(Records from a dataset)
"""

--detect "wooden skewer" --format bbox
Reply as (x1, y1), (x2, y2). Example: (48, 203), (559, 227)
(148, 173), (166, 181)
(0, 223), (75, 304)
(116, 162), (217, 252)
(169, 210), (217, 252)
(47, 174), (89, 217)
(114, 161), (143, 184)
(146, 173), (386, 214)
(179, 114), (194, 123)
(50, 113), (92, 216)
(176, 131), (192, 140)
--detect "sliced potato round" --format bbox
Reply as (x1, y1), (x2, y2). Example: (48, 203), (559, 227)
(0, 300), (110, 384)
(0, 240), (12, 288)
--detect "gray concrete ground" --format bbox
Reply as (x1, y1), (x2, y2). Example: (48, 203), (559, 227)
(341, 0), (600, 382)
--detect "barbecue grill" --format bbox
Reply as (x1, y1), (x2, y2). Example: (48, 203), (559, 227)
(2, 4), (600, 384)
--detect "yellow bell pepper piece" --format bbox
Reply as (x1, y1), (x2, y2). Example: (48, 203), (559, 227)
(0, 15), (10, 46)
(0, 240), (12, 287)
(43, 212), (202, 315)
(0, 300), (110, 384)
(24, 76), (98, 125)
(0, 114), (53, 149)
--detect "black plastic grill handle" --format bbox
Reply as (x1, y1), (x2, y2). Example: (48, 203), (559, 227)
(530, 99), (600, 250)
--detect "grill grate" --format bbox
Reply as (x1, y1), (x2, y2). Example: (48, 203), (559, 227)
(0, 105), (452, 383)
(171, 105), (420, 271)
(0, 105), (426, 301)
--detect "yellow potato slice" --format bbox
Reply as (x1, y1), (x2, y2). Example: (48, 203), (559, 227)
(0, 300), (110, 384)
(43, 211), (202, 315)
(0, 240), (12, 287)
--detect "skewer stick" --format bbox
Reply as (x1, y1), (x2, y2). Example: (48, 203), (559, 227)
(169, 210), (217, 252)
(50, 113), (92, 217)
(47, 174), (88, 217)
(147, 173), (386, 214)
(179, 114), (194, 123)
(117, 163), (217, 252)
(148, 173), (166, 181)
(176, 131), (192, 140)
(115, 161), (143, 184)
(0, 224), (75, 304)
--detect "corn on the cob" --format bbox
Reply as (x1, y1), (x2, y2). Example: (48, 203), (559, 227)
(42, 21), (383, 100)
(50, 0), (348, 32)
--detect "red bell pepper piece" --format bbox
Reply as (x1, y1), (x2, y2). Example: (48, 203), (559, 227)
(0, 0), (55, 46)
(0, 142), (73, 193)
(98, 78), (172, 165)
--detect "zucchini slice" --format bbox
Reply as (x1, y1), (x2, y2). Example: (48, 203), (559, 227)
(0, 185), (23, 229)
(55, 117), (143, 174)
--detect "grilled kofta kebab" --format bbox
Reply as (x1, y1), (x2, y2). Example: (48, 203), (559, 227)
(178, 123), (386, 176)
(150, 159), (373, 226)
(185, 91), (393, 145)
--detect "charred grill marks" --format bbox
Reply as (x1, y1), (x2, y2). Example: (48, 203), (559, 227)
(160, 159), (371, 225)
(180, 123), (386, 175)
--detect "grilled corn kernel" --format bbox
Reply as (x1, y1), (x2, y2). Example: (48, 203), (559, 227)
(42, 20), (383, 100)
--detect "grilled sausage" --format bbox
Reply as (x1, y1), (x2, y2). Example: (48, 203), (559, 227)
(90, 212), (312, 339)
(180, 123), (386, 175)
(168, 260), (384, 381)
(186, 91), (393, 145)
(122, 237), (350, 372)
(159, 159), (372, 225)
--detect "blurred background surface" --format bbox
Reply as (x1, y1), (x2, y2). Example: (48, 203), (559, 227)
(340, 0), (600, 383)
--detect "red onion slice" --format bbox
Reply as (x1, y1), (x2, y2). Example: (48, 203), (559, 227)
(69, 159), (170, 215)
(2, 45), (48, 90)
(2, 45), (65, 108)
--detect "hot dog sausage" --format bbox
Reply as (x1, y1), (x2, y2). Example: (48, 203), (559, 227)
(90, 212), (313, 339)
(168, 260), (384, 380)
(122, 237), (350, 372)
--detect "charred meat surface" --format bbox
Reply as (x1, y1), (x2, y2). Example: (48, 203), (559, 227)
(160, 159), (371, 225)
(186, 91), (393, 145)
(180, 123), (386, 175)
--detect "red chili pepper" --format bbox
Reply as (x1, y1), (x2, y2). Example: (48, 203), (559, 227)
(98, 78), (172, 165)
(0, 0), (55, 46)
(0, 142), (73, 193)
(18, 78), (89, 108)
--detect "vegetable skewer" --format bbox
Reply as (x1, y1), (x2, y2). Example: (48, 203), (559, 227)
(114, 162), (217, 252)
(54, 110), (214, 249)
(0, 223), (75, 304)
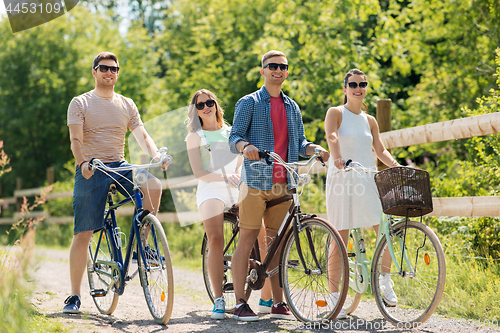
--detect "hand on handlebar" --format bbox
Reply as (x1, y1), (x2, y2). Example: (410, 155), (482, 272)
(314, 148), (329, 167)
(81, 161), (94, 179)
(154, 147), (172, 171)
(242, 144), (261, 161)
(333, 157), (347, 169)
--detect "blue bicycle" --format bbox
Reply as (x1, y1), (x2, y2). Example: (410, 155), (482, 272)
(86, 148), (174, 324)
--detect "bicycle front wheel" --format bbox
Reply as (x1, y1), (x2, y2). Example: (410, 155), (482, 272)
(281, 217), (349, 323)
(372, 220), (446, 326)
(87, 228), (120, 314)
(137, 214), (174, 325)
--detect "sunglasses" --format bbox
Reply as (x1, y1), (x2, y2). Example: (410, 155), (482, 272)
(195, 99), (215, 110)
(94, 64), (120, 74)
(263, 63), (289, 71)
(346, 81), (368, 89)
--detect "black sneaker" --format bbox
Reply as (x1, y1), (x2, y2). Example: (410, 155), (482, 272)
(63, 295), (81, 314)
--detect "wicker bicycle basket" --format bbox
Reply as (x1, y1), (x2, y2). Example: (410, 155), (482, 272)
(374, 166), (433, 217)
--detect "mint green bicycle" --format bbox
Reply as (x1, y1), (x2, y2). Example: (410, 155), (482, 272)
(339, 161), (446, 326)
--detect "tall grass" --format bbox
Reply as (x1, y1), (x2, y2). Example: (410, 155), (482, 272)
(436, 233), (500, 321)
(0, 141), (63, 332)
(0, 227), (65, 332)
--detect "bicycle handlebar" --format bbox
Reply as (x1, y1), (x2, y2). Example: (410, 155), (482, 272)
(89, 147), (173, 172)
(341, 160), (379, 174)
(255, 148), (325, 168)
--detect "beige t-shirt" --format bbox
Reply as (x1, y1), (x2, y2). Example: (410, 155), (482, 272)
(67, 90), (144, 163)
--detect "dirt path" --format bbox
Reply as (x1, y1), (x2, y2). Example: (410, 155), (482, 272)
(31, 247), (499, 333)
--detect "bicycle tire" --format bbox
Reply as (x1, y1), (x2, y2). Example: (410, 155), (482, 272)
(281, 217), (349, 323)
(344, 290), (362, 315)
(137, 214), (174, 325)
(87, 228), (120, 315)
(201, 213), (252, 312)
(371, 220), (446, 326)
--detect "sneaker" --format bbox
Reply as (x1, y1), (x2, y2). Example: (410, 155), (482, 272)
(379, 274), (398, 306)
(329, 292), (347, 319)
(257, 298), (273, 313)
(132, 246), (165, 265)
(63, 295), (81, 314)
(270, 302), (295, 320)
(211, 297), (226, 320)
(233, 299), (259, 322)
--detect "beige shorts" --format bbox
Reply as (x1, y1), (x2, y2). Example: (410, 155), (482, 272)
(238, 182), (292, 232)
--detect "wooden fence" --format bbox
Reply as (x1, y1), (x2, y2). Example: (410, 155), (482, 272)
(1, 101), (499, 225)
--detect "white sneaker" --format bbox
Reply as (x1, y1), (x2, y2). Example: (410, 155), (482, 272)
(211, 297), (225, 320)
(379, 274), (398, 306)
(329, 292), (347, 319)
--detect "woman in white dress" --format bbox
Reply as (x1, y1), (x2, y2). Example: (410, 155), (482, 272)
(324, 69), (400, 318)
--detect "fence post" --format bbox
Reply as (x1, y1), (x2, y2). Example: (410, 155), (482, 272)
(376, 99), (392, 171)
(47, 167), (54, 185)
(16, 177), (22, 211)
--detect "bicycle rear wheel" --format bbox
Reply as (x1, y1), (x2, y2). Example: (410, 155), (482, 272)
(372, 220), (446, 326)
(202, 213), (251, 312)
(137, 214), (174, 325)
(87, 228), (120, 314)
(281, 217), (349, 323)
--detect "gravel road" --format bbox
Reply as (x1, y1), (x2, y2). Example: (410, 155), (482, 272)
(31, 247), (499, 333)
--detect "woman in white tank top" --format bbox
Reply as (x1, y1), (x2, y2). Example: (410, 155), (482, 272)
(324, 69), (400, 317)
(185, 89), (272, 319)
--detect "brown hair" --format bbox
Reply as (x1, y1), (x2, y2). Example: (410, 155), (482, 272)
(92, 52), (119, 70)
(261, 50), (287, 68)
(187, 89), (227, 132)
(343, 68), (368, 112)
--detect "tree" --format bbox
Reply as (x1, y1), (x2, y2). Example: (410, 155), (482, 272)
(0, 8), (158, 191)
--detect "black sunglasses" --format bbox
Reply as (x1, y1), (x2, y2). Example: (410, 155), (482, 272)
(94, 64), (120, 74)
(195, 99), (215, 110)
(263, 63), (289, 71)
(346, 81), (368, 89)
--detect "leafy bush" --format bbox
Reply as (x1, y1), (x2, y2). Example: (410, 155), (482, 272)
(429, 48), (500, 261)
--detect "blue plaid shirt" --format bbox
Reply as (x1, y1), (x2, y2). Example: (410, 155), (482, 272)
(229, 86), (311, 190)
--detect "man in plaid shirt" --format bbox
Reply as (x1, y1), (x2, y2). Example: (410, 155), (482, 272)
(229, 50), (330, 321)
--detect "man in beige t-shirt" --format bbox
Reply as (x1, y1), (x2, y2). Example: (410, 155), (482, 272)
(63, 51), (167, 313)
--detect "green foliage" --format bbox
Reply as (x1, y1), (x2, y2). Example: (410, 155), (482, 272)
(0, 7), (159, 191)
(162, 222), (205, 263)
(429, 49), (500, 261)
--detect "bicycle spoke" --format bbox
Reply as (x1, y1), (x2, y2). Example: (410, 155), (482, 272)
(138, 215), (173, 325)
(282, 218), (349, 323)
(87, 229), (119, 315)
(372, 221), (445, 325)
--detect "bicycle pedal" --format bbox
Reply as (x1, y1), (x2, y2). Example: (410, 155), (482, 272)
(348, 252), (356, 258)
(90, 289), (107, 297)
(222, 283), (234, 292)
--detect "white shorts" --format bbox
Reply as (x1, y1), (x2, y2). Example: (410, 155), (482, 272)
(196, 181), (239, 210)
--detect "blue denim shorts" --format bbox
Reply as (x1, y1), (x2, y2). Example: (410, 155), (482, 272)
(72, 161), (153, 234)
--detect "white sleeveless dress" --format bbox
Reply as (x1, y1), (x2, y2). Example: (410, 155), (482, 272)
(326, 106), (382, 230)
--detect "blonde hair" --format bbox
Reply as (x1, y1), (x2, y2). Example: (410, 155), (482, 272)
(187, 89), (227, 132)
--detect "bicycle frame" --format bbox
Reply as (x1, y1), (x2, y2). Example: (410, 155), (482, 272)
(349, 213), (421, 295)
(89, 181), (159, 296)
(243, 151), (326, 289)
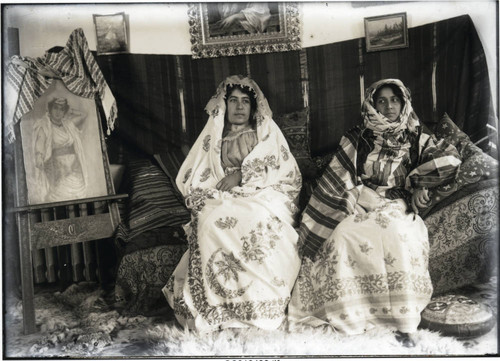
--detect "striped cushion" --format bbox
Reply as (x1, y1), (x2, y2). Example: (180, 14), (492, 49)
(124, 158), (190, 240)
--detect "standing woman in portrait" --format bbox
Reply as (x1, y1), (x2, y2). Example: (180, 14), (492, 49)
(33, 97), (88, 203)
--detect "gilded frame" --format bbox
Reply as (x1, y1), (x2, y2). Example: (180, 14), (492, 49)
(188, 3), (301, 59)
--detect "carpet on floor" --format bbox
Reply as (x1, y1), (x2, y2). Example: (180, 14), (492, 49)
(4, 279), (497, 358)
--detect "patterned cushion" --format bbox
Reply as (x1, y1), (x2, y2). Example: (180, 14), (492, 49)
(122, 158), (190, 240)
(424, 180), (498, 294)
(274, 108), (319, 179)
(419, 114), (498, 217)
(420, 294), (495, 338)
(115, 243), (187, 316)
(433, 113), (470, 149)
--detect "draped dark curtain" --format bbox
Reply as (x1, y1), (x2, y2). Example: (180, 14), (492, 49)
(96, 54), (182, 155)
(181, 55), (248, 144)
(247, 50), (303, 116)
(434, 15), (496, 144)
(308, 15), (495, 155)
(306, 39), (362, 156)
(96, 15), (496, 159)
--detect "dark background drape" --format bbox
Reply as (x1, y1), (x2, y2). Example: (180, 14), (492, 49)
(95, 15), (497, 160)
(97, 55), (182, 156)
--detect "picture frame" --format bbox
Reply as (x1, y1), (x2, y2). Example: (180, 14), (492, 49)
(188, 3), (301, 59)
(93, 12), (129, 55)
(19, 80), (110, 205)
(364, 12), (409, 52)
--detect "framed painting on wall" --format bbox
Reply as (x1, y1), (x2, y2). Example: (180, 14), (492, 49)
(364, 12), (409, 52)
(188, 2), (301, 59)
(19, 80), (109, 205)
(93, 12), (129, 55)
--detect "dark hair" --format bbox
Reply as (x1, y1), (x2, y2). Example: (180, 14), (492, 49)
(373, 83), (405, 108)
(225, 84), (258, 129)
(48, 98), (69, 114)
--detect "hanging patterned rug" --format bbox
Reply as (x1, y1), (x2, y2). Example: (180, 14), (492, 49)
(4, 279), (497, 357)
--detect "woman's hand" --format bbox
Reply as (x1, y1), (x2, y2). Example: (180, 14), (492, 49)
(216, 171), (242, 192)
(411, 187), (430, 215)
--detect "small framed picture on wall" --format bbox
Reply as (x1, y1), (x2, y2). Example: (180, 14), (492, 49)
(93, 12), (129, 55)
(364, 12), (409, 52)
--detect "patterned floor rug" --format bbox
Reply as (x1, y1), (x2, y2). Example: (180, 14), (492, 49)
(4, 280), (498, 358)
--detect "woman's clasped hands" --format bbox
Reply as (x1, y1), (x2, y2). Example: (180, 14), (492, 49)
(216, 170), (242, 192)
(411, 187), (430, 215)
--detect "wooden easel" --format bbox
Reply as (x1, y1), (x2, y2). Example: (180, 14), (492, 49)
(7, 98), (127, 334)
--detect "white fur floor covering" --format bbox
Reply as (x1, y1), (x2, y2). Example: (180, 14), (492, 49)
(4, 281), (498, 358)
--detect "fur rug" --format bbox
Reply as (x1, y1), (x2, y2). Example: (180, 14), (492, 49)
(4, 280), (498, 358)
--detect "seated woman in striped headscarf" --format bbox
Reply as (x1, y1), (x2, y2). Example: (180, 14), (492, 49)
(288, 78), (462, 347)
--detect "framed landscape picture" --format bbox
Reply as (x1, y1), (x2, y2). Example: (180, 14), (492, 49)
(93, 12), (129, 55)
(364, 12), (408, 52)
(188, 2), (301, 59)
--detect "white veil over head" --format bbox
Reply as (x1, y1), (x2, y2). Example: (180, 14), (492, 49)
(176, 75), (301, 213)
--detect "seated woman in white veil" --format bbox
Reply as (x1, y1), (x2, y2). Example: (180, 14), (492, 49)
(163, 75), (302, 332)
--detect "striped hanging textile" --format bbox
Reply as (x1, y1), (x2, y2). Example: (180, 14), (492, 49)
(246, 50), (303, 116)
(96, 53), (183, 154)
(306, 38), (361, 156)
(181, 54), (248, 144)
(5, 28), (117, 142)
(433, 15), (497, 146)
(306, 15), (496, 156)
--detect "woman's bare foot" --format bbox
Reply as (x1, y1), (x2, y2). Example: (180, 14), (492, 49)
(395, 331), (416, 348)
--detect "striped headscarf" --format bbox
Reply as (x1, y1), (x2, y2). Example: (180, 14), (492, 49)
(362, 78), (420, 136)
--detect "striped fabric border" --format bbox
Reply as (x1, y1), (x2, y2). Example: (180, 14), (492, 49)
(299, 127), (362, 259)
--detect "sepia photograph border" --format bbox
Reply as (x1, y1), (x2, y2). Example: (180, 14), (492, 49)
(188, 3), (301, 59)
(364, 12), (409, 52)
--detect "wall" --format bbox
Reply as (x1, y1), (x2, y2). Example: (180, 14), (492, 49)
(3, 1), (498, 110)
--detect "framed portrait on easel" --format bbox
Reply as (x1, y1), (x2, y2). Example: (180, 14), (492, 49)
(19, 79), (109, 205)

"""

§ **Work instruction**: Say how many lines above hold the word "background", giving only the count.

§ **Problem solution**: 2